Significant digits in a float?

Tue Apr 29 09:38:33 EDT 2014

In article <535f0f9f$0$29965$c3e8da3$5496439d at news.astraweb.com>,
 Steven D'Aprano <steve+comp.lang.python at pearwood.info> wrote:

> On Mon, 28 Apr 2014 12:00:23 -0400, Roy Smith wrote:
> 
> [...]
> > Fundamentally, these numbers have between 0 and 4 decimal digits of
> > precision, 
> 
> I'm surprised that you have a source of data with variable precision, 
> especially one that varies by a factor of TEN THOUSAND.

OK, you're surprised.

> I don't know what justification you have for combining such a
> mix of data sources.

Because that's the data that was given to me.  Real life data is messy.

> One possible interpretation of your post is that you have a source of 
> floats, where all the numbers are actually measured to the same 
> precision, and you've simply misinterpreted the fact that some of them 
> look like they have less precision.

Another possibility is that they're latitude/longitude coordinates, some 
of which are given to the whole degree, some of which are given to 
greater precision, all the way down to the ten-thousandth of a degree.

> What reason do you have to think that something recorded to 14 
> decimal places was only intended to have been recorded to 4?

Because I understand the physical measurement these numbers represent.  
Sometimes, Steve, you have to assume that when somebody asks a question, 
they actually have asked the question then intended to ask.

> Perhaps you need to explain why you're doing this, as it seems 
> numerically broken.

These are latitude and longitude coordinates of locations.  Some 
locations are known to a specific street address.  Some are known to a 
city.  Some are only known to the country.  So, for example, the 38.0 
value represents the latitude, to the nearest whole degree, of the 
geographic center of the contiguous United States.

> I really think you need to go back to the source. Trying to infer the 
> precision of the measurements from the accident of the string formatting 
> seems pretty dubious to me.

Sure it is.  But, like I said, real-life data is messy.  You can wring 
your hands and say, "this data sucks, I can't use it", or you can figure 
out some way to deal with it.  Which is the whole point of my post.  The 
best I've come up with is inferring something from the string formatting 
and I'm hoping there might be something better I might do.

> But I suppose if you wanted to infer the number of digits after the 
> decimal place, excluding trailing zeroes (why, I do not understand), up 
> to a maximum of four digits, then you could do:
> 
> s = "%.4f" % number  # rounds to four decimal places
> s = s.rstrip("0")  # ignore trailing zeroes, whether significant or not
> count = len(s.split(".")[1])

This at least seems a little more robust than just calling str().  Thank 
you :-)

> Assuming all the numbers fit in the range where they are shown in non-
> exponential format.

They're latitude/longitude, so they all fall into [-180, 180].

> Perhaps you ought to be using Decimal rather than float.

Like I said, "The numbers are given to me as Python floats; I have no 
control over that".

> > I'm willing to accept that fact that I won't be able to differentiate
> > between float("38.0") and float("38.0000").  Both of those map to 1,
> > which is OK for my purposes.
> 
> That seems... well, "bizarre and wrong" are the only words that come to 
> mind.

Provided records:

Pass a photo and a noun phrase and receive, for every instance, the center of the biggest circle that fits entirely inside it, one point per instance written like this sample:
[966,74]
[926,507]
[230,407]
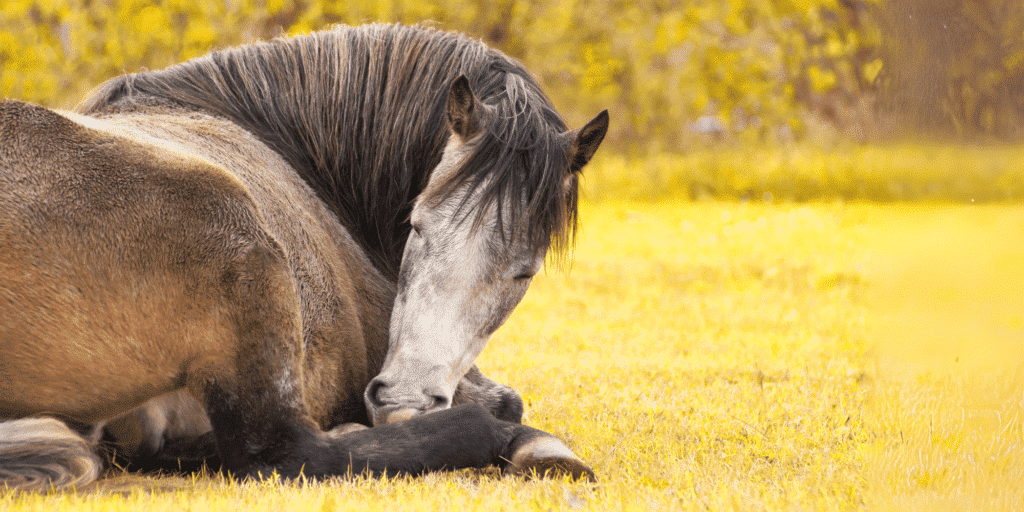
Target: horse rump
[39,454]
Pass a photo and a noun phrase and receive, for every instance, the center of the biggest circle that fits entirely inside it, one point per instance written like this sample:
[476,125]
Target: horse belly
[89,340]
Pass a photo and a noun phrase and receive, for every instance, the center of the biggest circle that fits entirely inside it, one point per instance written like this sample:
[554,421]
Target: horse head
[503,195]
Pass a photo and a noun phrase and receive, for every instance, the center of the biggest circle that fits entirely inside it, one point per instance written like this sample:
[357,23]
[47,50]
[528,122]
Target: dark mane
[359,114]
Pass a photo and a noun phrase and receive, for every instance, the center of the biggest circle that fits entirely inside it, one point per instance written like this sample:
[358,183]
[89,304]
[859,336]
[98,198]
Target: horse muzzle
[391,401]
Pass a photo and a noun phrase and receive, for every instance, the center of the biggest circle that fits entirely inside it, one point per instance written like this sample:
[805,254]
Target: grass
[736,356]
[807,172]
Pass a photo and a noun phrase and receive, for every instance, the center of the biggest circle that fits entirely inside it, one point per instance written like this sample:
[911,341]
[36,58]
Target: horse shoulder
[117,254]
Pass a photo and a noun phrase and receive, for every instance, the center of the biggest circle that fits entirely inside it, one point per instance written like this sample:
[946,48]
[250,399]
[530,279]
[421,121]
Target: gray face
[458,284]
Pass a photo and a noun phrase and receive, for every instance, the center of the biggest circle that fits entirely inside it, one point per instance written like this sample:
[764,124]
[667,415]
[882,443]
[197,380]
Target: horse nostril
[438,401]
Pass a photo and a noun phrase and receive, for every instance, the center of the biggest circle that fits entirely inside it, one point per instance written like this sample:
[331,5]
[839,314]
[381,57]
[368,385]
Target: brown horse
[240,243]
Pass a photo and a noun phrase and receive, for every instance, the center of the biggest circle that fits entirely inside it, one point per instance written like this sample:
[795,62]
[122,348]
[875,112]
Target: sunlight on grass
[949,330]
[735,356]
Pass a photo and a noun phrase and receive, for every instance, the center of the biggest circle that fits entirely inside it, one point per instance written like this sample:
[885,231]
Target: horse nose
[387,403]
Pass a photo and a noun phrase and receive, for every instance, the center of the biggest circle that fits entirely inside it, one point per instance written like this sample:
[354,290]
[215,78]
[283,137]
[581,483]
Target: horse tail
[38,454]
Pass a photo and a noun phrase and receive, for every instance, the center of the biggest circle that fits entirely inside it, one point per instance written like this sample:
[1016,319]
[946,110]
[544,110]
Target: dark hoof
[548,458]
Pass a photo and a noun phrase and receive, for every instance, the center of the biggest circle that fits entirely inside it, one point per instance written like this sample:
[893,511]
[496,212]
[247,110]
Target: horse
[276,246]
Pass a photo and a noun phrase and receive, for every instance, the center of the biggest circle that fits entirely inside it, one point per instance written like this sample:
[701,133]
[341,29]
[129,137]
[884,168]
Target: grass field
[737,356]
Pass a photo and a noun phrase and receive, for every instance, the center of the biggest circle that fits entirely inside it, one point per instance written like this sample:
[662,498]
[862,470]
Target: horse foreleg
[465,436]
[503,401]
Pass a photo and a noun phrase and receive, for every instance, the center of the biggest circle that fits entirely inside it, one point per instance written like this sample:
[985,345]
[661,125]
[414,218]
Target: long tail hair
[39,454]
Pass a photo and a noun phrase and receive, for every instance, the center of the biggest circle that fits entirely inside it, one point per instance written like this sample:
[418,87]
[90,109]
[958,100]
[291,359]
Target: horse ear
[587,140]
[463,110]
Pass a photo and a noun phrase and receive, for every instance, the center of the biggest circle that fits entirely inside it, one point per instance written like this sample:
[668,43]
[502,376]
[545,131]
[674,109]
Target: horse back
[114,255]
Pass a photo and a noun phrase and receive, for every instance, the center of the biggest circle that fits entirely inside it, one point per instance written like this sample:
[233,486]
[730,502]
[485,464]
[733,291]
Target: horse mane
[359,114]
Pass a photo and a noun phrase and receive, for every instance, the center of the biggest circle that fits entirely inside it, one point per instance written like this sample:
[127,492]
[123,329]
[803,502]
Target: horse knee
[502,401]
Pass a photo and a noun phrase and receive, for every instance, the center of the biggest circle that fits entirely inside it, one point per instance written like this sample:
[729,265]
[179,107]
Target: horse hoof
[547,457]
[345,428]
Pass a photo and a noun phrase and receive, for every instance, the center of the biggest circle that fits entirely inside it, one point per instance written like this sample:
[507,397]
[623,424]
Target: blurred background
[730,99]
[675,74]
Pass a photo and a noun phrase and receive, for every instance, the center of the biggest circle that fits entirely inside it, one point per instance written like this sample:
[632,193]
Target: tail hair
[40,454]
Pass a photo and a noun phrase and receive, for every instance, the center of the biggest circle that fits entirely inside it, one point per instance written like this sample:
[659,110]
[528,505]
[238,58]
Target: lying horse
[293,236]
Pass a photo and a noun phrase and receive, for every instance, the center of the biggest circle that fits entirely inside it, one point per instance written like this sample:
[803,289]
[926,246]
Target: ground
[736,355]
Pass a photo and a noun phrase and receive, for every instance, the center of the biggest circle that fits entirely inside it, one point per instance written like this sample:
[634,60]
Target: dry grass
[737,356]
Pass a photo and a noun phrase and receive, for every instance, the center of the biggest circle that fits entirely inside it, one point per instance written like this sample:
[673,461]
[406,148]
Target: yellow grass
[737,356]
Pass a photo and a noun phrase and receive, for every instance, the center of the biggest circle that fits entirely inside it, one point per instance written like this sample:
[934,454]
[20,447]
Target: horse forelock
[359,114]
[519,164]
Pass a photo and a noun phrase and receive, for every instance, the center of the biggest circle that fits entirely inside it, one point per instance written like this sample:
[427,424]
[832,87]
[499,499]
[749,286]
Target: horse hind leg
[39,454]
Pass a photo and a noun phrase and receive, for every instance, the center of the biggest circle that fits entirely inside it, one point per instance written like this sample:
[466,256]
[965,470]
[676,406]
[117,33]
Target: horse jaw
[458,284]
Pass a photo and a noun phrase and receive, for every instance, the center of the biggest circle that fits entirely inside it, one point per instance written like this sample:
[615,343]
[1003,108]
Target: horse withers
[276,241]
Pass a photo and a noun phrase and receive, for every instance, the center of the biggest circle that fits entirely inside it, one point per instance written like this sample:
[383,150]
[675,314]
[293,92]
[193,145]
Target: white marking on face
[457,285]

* * *

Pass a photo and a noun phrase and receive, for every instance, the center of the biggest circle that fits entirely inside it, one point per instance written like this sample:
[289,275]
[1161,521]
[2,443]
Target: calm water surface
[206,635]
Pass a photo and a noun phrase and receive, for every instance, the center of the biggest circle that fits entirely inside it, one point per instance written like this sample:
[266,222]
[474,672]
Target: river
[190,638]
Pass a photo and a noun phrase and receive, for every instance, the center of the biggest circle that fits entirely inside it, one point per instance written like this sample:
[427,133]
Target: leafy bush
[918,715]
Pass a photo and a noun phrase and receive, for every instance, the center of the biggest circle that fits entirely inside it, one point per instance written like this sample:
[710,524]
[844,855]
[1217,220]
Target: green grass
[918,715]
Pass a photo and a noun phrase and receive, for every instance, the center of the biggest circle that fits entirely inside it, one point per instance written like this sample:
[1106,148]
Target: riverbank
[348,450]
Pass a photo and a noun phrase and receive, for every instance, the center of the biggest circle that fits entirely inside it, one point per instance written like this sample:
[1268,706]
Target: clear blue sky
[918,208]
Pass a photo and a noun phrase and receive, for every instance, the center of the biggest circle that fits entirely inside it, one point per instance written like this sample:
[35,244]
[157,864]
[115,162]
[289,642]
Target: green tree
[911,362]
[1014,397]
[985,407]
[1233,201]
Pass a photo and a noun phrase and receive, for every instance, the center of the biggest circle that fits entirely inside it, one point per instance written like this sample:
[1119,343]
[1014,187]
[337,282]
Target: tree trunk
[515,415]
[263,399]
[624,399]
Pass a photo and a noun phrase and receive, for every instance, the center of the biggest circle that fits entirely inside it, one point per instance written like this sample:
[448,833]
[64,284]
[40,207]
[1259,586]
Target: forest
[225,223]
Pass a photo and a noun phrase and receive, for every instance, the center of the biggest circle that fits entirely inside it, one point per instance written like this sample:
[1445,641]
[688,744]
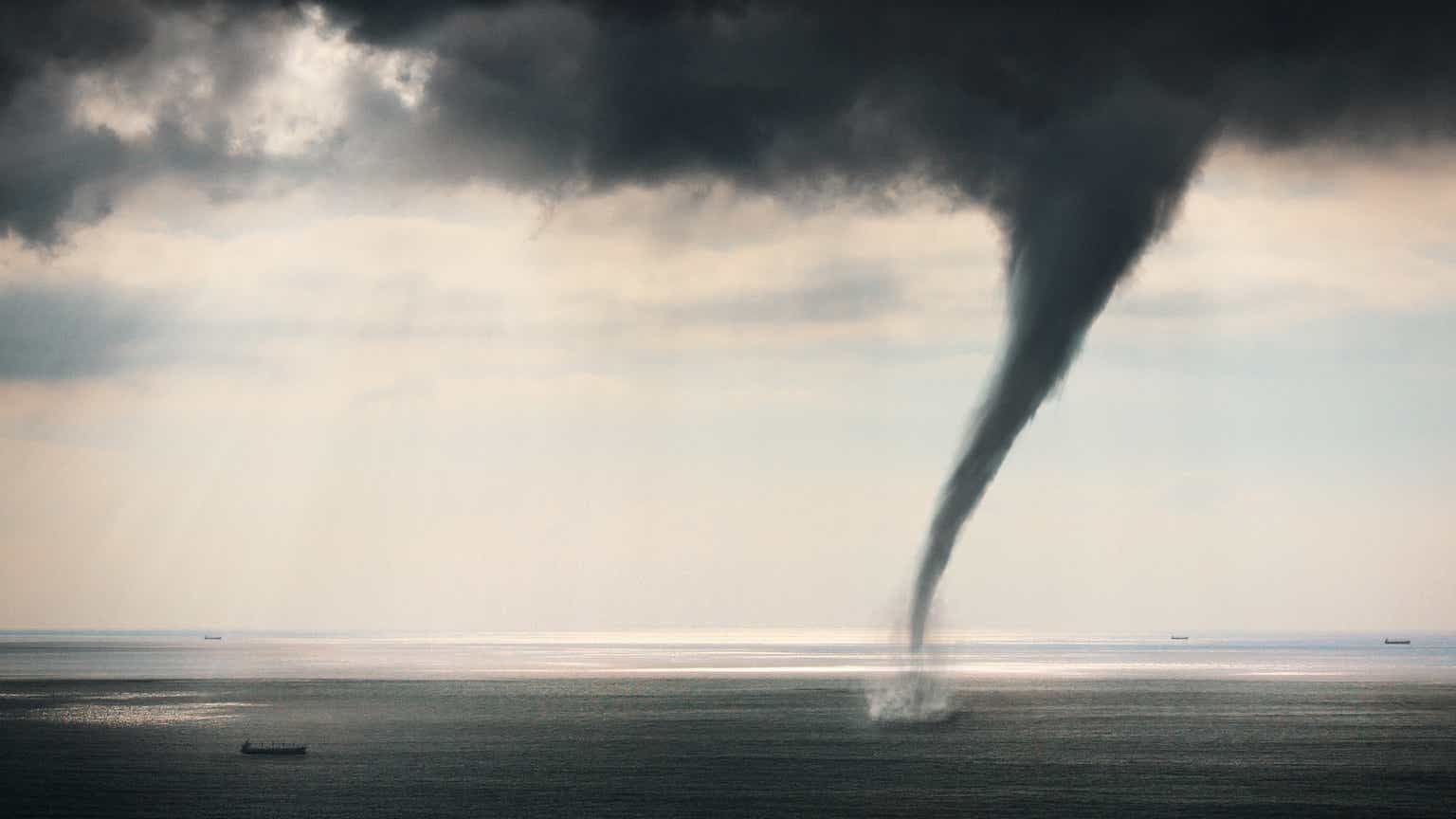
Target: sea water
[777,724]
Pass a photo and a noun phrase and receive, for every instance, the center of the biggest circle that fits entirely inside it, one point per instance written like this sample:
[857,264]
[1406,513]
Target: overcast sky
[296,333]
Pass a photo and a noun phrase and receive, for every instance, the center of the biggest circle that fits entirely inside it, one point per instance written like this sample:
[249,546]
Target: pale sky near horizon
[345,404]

--

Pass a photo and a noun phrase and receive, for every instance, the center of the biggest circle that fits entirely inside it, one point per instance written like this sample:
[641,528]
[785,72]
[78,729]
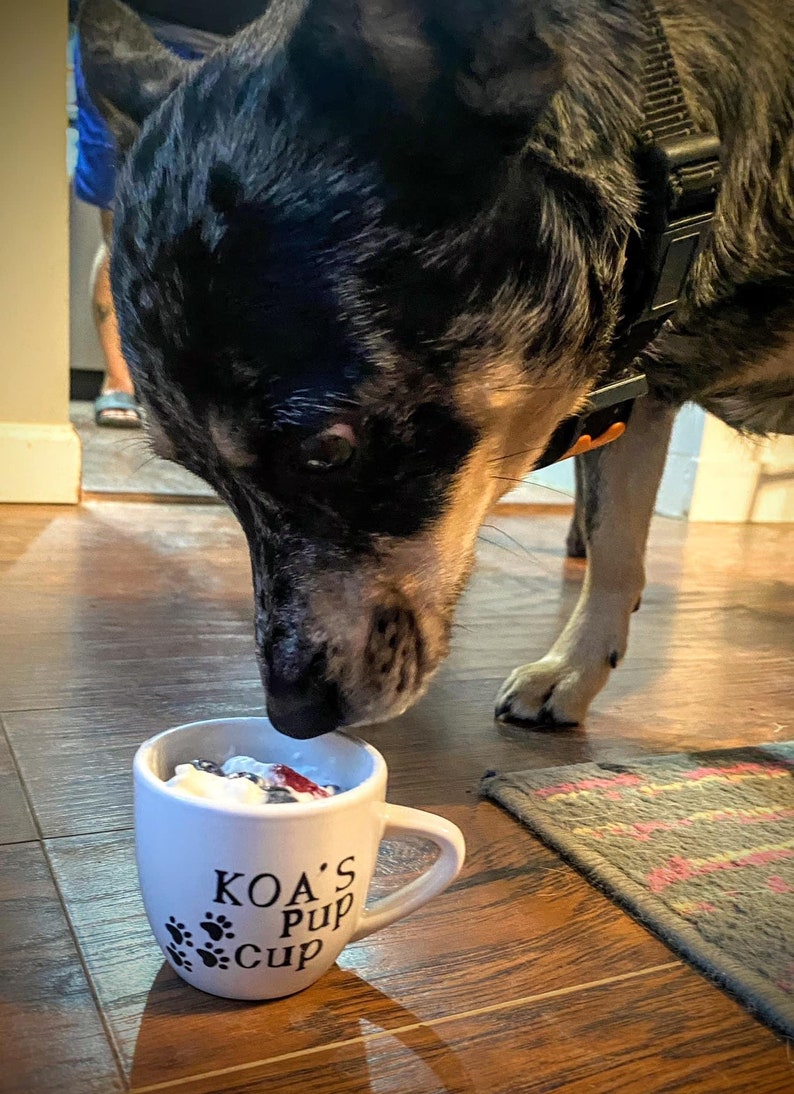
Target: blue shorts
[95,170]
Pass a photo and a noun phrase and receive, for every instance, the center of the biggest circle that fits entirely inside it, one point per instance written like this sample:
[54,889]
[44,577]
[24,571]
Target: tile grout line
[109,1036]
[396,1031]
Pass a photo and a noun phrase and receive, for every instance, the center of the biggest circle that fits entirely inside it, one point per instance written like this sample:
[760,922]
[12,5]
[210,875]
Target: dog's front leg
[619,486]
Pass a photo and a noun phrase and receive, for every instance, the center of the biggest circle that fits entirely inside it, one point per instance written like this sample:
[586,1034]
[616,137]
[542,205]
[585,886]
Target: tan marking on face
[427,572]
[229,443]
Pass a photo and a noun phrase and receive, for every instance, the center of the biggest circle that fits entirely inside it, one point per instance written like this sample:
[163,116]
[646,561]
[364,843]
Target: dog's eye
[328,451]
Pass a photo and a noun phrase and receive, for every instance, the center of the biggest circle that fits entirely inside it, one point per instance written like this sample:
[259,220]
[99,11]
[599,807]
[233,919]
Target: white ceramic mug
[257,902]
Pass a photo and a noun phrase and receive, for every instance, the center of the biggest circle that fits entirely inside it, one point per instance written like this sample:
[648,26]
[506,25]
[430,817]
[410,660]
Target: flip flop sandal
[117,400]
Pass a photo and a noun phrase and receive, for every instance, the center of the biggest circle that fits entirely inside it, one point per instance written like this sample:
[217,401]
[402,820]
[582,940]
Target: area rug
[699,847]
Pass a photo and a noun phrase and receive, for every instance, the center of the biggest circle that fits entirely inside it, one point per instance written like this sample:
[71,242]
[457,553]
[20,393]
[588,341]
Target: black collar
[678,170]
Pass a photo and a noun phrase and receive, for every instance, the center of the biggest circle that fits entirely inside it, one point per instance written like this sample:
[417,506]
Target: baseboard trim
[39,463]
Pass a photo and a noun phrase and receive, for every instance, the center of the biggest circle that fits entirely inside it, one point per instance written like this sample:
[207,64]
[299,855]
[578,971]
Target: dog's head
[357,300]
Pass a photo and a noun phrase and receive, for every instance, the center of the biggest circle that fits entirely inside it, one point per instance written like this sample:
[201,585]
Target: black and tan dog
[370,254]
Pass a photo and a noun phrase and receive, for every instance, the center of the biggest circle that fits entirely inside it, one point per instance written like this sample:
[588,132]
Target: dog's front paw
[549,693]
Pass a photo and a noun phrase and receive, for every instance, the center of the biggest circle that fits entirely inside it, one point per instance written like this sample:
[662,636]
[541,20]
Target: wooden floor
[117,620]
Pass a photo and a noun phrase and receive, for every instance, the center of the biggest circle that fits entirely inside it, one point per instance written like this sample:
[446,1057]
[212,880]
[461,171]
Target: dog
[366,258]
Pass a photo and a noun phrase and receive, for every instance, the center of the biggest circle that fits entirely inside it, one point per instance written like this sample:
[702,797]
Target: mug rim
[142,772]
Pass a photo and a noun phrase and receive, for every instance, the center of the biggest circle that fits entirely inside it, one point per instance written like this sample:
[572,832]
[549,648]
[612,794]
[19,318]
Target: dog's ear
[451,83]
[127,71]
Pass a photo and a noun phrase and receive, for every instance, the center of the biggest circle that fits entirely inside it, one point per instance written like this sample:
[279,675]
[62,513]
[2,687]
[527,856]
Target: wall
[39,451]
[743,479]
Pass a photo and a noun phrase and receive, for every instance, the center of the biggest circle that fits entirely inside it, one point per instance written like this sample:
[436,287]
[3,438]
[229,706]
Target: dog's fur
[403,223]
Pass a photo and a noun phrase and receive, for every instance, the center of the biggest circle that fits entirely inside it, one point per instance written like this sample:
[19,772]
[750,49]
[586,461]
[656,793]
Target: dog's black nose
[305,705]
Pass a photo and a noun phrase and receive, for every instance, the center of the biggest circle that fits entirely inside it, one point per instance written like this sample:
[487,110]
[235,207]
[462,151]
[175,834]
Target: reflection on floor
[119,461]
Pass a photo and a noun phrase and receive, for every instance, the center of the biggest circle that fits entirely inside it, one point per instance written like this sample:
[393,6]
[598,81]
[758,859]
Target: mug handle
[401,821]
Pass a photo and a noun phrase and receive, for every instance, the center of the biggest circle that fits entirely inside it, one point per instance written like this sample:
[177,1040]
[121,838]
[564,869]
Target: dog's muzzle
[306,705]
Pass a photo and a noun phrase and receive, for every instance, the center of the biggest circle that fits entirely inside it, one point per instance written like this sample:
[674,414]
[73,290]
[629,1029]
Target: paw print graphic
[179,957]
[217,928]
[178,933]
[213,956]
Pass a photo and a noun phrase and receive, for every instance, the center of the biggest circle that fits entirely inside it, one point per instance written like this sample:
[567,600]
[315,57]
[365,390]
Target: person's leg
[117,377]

What is asked:
[A] In the thread on significant digits in a float, what range do all the latitude/longitude values fall into?
[B] Do these statements agree with the thread on significant digits in a float? (i) The numbers arrive as Python floats. (ii) The 38.0 value gives a latitude to the nearest tenth of a degree. (iii) Some locations are known only to the country.
The records have nothing to do with the text.

The responses:
[A] [-180, 180]

[B]
(i) Yes: "The numbers are given to me as Python floats; I have no control over that"
(ii) No: "the 38.0 value represents the latitude, to the nearest whole degree"
(iii) Yes: "Some are only known to the country."